- Exercise prompt -
Turn each line of the material below into one string in a JSON list, omitting any blank lines. Leave the pictures out of the answer.

━━━━━━

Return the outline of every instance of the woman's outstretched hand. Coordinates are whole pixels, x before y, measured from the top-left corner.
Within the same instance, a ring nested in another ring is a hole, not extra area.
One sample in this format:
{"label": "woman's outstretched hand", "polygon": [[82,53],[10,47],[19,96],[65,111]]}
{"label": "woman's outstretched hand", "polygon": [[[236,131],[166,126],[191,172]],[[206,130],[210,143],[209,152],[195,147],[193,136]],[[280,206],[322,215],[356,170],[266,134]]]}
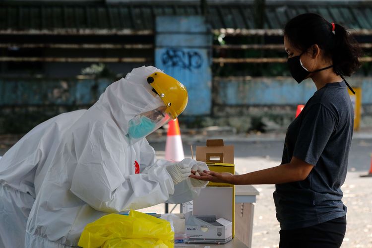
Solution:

━━━━━━

- Expected answer -
[
  "Return the outline of every instance of the woman's outstretched hand. Coordinates are whole pixels, x before y, measured from the top-left corner.",
  "Within the same instance, a ring nested in another ring is a hole, not extra area.",
  "One sample in this format:",
  "{\"label\": \"woman's outstretched hand\", \"polygon\": [[82,53],[10,47],[19,96],[65,111]]}",
  "{\"label\": \"woman's outstretched hand\", \"polygon\": [[[236,131],[166,126],[191,172]],[[206,130],[210,143],[209,152],[195,147],[193,136]],[[280,206],[322,215],[356,170],[266,134]]]}",
  "Solution:"
]